2. Con atto in data 5.4.2010, il socio conveniva in giudizio la SIAC s.r.l. innanzi alla Corte d’Appello di Genova, chiedendo l’integrale riforma della pronuncia di primo grado. SIAC srl resisteva al giudizio reiterando in via subordinata la domanda di nullità del negozio e di dichiarazione d’inammissibilità dell’ampliamento della domanda di pagamento svolto dal socio nel giudizio di opposizione. Con sentenza n. 637/2014, pubblicata in data 12.5.2014, la Corte d’Appello riformava integralmente la pronuncia del Tribunale d’Imperia e condannava la SIAC s.r.l. al pagamento della intera somma di Euro 25.882,84 in favore del socio, confermando il decreto ingiuntivo emesso per il minore importo sino a quel tempo maturato.
3. Avverso la sentenza della Corte d’Appello di Genova, con atto notificato in data 26.6.2015, la SIAC s.r.l. proponeva ricorso innanzi a questa Corte adducendo quattro motivi d’impugnazione. Avverso tale ricorso, con atto notificato il 21.7.2015, il socio L. presentava controricorso e resisteva al primo motivo deducendo che la scrittura privata con cui la società si era impegnata a restituirgli la somma di Euro 25.882,84 non era frutto di minaccia, reputando gli altri motivi “irrilevanti”. Per giudizio camerale il pubblico ministero depositava conclusioni scritte per chiedere l’accoglimento del secondo motivo di ricorso.
RAGIONI DELLA DECISIONE
1. La sentenza della Corte d’appello di Genova ha accolto l’appello del socio in base a una scrittura del 11/06/2004, contenente una ricognizione di debito da parte della società a favore del socio L., stipulata al momento della sua uscita dalla compagine sociale, rilevando che la prospettazione di denunciare fatti inerenti alla scorretta gestione societaria e di non approvare il bilancio chiuso al 2003, prospettata dal socio L. “non poteva integrare una minaccia, perché la minaccia di esercitare un diritto ha efficacia invalidante solo se effettuata per conseguire non il risultato ottenibile con l’esercizio di un diritto, ma vantaggi ingiusti, cioè abnormi o diversi da detto risultato o obiettivamente iniqui e esorbitanti rispetto al dovuto”. La Corte territoriale ha ritenuto che il negozio sottoscritto dalla società a favore del socio non potesse essere invalidato per la dedotta violenza ex art. 1438 c.c., poiché il socio aveva esercitato il diritto di ottenere in restituzione quanto versato il 16/8/2002 per acquisire la quota del 10% della società, e precisamente Euro 2.267,00 pari al suo valore nominale e Euro 23.556,00 a titolo di sovrapprezzo, atteso che solo dopo pochi mesi era stato reso edotto delle perdite accumulate dalla società e della necessità di ricapitalizzarla, fatto che avrebbe vanificato di fatto la sua partecipazione e che poteva indurre il sospetto che il sovrapprezzo versato per acquisire la quota nel 2002 fosse in realtà ingiustificato. La Corte inoltre rilevava che, ciò malgrado, il socio aveva prestato la sua attività lavorativa nella società con il miraggio di un’assunzione che non era mai intervenuta. Quindi la circostanza che avesse prospettato al commercialista la possibilità di far valere i suoi diritti di socio in sede assembleare, votando contro il bilancio ancora da approvare, e di segnalare le irregolarità contabili e fiscali riscontrate nel corso della sua collaborazione, non poteva integrare la condotta di minaccia sanzionata dall’art. 1438 c.c..
+ + +
Obiettivi:
1: Nel brano, con quale sentenza la Corte d'Appello di Genova ha riformato integralmente la pronuncia del Tribunale d'Imperia?
2: Ritrascrivi fedelmente la parte del brano che va da "3. Avverso la" a "motivo di ricorso.".
3: Riscrivi sotto forma di elenco puntato il paragrafo del brano che comincia con "3. Avverso la sentenza della Corte d'Appello di Genova", conservandone i fatti principali.
L'elenco che segue non ha alcun legame con il brano.
+ + +
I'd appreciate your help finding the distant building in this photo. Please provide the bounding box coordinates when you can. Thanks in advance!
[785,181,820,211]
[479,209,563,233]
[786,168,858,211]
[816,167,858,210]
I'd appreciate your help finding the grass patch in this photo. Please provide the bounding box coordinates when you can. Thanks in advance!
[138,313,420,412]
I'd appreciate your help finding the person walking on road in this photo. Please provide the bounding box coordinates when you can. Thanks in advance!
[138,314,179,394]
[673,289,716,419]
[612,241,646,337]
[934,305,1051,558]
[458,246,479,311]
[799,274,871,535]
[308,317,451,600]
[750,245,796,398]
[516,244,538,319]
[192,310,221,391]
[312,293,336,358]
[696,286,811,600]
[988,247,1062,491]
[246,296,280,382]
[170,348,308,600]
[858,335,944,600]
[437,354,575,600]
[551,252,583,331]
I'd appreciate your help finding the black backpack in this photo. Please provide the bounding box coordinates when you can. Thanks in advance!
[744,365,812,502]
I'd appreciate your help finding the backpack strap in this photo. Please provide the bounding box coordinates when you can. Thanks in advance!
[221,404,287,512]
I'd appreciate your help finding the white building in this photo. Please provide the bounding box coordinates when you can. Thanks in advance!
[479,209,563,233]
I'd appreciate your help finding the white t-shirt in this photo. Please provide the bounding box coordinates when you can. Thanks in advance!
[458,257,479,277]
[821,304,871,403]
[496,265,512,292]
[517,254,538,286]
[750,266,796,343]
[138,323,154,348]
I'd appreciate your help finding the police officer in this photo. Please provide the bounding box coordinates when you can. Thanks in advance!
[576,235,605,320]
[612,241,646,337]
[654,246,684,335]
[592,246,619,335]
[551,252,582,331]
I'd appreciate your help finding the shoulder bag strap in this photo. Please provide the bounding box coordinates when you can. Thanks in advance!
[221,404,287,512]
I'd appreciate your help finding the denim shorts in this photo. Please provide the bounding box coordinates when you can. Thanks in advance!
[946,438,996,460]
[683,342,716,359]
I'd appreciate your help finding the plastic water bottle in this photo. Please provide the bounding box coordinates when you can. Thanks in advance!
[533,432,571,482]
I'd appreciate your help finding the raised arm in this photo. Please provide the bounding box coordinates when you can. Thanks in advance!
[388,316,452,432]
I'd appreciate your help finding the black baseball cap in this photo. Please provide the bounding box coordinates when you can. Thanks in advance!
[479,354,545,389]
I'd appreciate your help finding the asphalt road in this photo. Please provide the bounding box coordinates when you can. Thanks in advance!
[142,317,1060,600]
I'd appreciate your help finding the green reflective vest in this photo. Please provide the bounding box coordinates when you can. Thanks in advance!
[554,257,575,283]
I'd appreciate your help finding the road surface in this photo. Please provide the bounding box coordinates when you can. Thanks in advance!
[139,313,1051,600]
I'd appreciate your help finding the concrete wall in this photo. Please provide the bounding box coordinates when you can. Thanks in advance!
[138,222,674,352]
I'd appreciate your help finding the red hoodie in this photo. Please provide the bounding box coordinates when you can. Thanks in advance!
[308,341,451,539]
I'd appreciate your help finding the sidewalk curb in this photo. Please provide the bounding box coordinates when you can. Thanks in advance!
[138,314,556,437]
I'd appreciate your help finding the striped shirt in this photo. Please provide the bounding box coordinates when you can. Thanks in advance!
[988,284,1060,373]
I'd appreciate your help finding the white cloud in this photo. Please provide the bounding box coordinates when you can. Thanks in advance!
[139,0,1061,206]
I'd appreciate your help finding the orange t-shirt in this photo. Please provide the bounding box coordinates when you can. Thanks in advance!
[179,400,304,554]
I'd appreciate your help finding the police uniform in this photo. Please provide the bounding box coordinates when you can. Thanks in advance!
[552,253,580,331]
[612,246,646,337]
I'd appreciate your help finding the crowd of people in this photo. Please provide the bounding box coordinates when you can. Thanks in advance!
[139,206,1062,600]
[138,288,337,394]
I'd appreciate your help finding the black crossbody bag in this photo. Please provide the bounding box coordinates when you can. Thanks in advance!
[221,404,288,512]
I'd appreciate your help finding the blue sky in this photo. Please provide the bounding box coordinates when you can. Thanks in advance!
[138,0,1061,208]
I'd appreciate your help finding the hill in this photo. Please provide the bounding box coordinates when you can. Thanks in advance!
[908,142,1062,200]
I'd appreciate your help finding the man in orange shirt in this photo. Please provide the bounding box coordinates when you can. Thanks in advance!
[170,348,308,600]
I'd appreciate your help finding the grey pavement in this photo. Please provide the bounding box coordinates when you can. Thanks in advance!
+ + +
Risposte:
1: Con la sentenza n. 637/2014, pubblicata il 12.5.2014.

2:
3. Avverso la sentenza della Corte d’Appello di Genova, con atto notificato in data 26.6.2015, la SIAC s.r.l. proponeva ricorso innanzi a questa Corte adducendo quattro motivi d’impugnazione. Avverso tale ricorso, con atto notificato il 21.7.2015, il socio L. presentava controricorso e resisteva al primo motivo deducendo che la scrittura privata con cui la società si era impegnata a restituirgli la somma di Euro 25.882,84 non era frutto di minaccia, reputando gli altri motivi “irrilevanti”. Per giudizio camerale il pubblico ministero depositava conclusioni scritte per chiedere l’accoglimento del secondo motivo di ricorso.

3:
- Con atto notificato il 26.6.2015, la SIAC s.r.l. propone ricorso contro la sentenza della Corte d'Appello di Genova, adducendo quattro motivi d'impugnazione.
- Con atto notificato il 21.7.2015, il socio L. presenta controricorso. Sostiene che la scrittura privata con cui la società si era impegnata a restituirgli Euro 25.882,84 non era frutto di minaccia e considera "irrilevanti" gli altri motivi.
- Per il giudizio camerale, il pubblico ministero deposita conclusioni scritte e chiede l'accoglimento del secondo motivo.